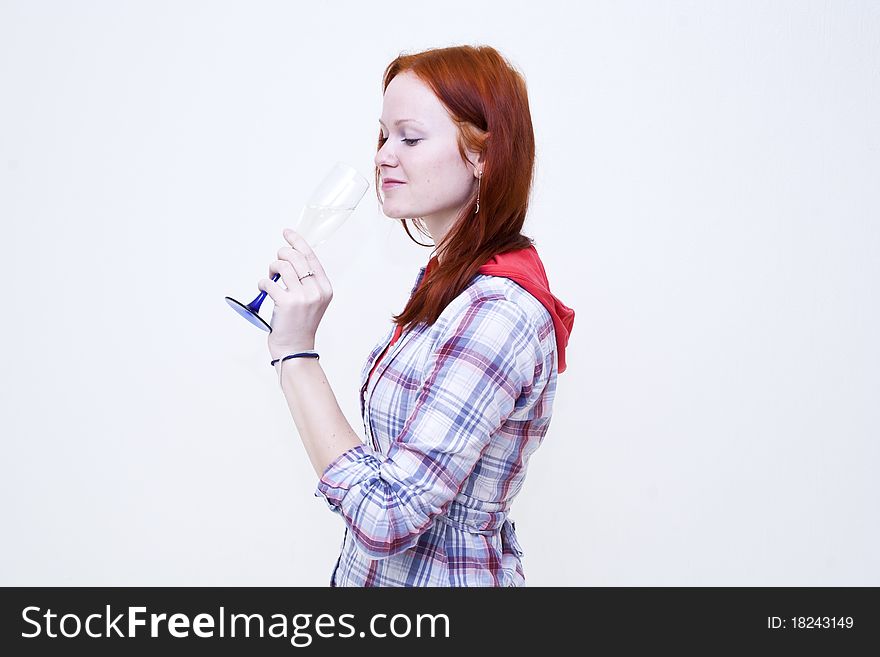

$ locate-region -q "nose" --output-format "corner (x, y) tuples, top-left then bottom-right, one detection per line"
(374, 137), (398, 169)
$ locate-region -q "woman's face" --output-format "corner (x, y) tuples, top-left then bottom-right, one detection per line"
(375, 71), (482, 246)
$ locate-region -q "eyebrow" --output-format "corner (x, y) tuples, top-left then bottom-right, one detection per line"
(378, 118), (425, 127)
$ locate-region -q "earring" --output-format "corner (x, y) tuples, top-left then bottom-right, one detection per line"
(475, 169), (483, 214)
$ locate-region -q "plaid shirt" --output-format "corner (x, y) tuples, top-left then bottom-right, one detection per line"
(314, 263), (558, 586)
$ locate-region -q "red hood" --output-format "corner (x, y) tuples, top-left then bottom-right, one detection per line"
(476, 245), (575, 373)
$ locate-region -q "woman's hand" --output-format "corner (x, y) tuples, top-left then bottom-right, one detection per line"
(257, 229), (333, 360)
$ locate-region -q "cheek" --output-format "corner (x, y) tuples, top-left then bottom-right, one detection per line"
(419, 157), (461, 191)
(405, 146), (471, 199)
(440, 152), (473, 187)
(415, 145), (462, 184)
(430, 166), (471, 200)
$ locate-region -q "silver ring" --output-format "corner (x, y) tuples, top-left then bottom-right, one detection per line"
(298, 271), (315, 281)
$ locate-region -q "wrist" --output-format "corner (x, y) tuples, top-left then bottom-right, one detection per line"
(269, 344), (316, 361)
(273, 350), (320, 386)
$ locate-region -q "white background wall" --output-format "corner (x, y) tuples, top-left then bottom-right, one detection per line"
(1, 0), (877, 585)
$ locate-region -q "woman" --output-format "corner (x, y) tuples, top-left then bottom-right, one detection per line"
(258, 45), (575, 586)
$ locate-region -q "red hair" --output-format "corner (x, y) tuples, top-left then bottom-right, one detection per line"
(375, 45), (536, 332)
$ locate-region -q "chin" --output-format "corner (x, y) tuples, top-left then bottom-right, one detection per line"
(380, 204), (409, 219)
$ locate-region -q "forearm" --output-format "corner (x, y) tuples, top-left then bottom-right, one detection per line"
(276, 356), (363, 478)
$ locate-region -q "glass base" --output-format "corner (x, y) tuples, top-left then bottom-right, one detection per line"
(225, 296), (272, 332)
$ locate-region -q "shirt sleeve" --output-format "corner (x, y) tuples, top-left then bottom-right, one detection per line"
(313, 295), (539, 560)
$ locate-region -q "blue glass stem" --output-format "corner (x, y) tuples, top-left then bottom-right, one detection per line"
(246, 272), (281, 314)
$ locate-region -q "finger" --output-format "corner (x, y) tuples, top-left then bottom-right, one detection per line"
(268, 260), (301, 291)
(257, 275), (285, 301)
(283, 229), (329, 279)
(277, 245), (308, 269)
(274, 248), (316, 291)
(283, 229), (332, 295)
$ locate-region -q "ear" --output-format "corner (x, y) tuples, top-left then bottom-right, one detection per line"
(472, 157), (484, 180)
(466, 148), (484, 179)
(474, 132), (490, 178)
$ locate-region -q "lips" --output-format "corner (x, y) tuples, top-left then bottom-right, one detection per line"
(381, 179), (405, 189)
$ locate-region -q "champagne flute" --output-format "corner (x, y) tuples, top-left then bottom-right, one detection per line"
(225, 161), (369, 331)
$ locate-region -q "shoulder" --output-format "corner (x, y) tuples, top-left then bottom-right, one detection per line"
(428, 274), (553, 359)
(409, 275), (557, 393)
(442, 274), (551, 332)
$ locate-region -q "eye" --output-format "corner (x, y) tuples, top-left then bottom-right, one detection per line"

**What the task requires**
All records above need to be returned exactly. Omit the pictures.

**Expected answer**
$ locate-region -q "nose" --output-format "corner (x, y) tuples, top-left then bottom-right, one detection per line"
(374, 137), (398, 169)
$ locate-region -q "woman's face" --output-format "corner (x, y) tuples, top-left then bottom-right, one detection per line"
(375, 71), (482, 246)
$ locate-region -q "eyebrow" --output-format "corner (x, y) tuples, top-left then bottom-right, one detection per line"
(378, 118), (425, 127)
$ locate-region -q "earring" --output-format "corner (x, y) tuples, top-left then bottom-right, one detection per line"
(475, 169), (483, 214)
$ locate-region -q "plaid shirt" --output-format "corner (x, y) tuples, top-left then bottom-right, one detection per line"
(314, 263), (558, 586)
$ locate-region -q "red hood" --output-format "corner (x, y) tuples, top-left then bottom-right, one detection per line"
(476, 245), (575, 373)
$ locate-region -q "woman's hand" --output-format "corner (x, y) tuples, top-left then bottom-right, one detection per line"
(257, 229), (333, 360)
$ locate-region -q "cheek" --output-format "corner (x, y) tuples, top-left then bottom-right, one detection per line"
(419, 157), (461, 191)
(405, 146), (471, 199)
(440, 152), (473, 187)
(415, 145), (462, 184)
(430, 166), (471, 200)
$ locate-region -q "silver ring" --output-format "corner (x, y) tuples, top-left then bottom-right, one detection per line"
(298, 271), (315, 281)
$ locate-region -q "wrist" --output-format "corner (x, y) tuples, top-left then bottom-right, one detection per line"
(269, 344), (316, 361)
(273, 350), (320, 386)
$ locate-region -q "white background wall" --output-format "corner (x, y) tuples, top-left then bottom-right, one detection per line"
(1, 0), (877, 585)
$ locate-region -q "woman" --output-format "corner (x, y) tuples, top-left then bottom-right, one detection per line"
(258, 45), (575, 586)
$ locate-region -q "red hair" --output-format "corner (x, y) tuples, top-left then bottom-right, one detection per line"
(375, 45), (536, 332)
$ locate-region -q "chin" --output-format "corner (x, y) tuples, top-left then bottom-right, one detection per line"
(380, 204), (409, 219)
$ locate-region -q "forearm" --output-format "corner (x, y) tuples, top-left then bottom-right, one detection per line"
(276, 356), (363, 478)
$ locate-region -q "glass base" --output-format "corner (x, y) tuples, top-left then bottom-right, one detection per line"
(225, 296), (272, 332)
$ locate-region -q "shirt sleeve" --output-format "corner (x, y) tuples, top-left then bottom-right, one detection per line"
(313, 295), (539, 560)
$ locate-region -q "blue glass stem" --output-format "corner (x, y) tuples, top-left then bottom-right, one detection per line"
(246, 272), (281, 314)
$ locate-region -q "finger" --output-format "corner (x, y) tuples, top-left then bottom-right, one detection per line"
(268, 260), (301, 291)
(257, 275), (285, 301)
(283, 229), (329, 279)
(277, 245), (308, 269)
(274, 248), (316, 291)
(283, 229), (332, 295)
$ locate-region -q "ear" --output-format "corner (x, y) tuples, top-left then bottom-right, one detection per line"
(472, 157), (484, 180)
(466, 148), (484, 179)
(474, 132), (490, 178)
$ locate-region -q "lips" --output-format "corner (x, y) tuples, top-left then bottom-right, one detection per line"
(381, 179), (405, 189)
$ locate-region -q "champagne flute" --output-format "corner (x, y) tuples, top-left then bottom-right, one detection per line"
(225, 161), (369, 331)
$ locate-region -q "shoulder" --output-format "corner (x, y) tuples, top-left then bottom-right, one detection per line"
(428, 274), (553, 359)
(409, 275), (557, 393)
(442, 274), (551, 332)
$ locate-region -q "eye" --output-format "corner (x, y) tuples, top-left then bottom-right, one detection per line"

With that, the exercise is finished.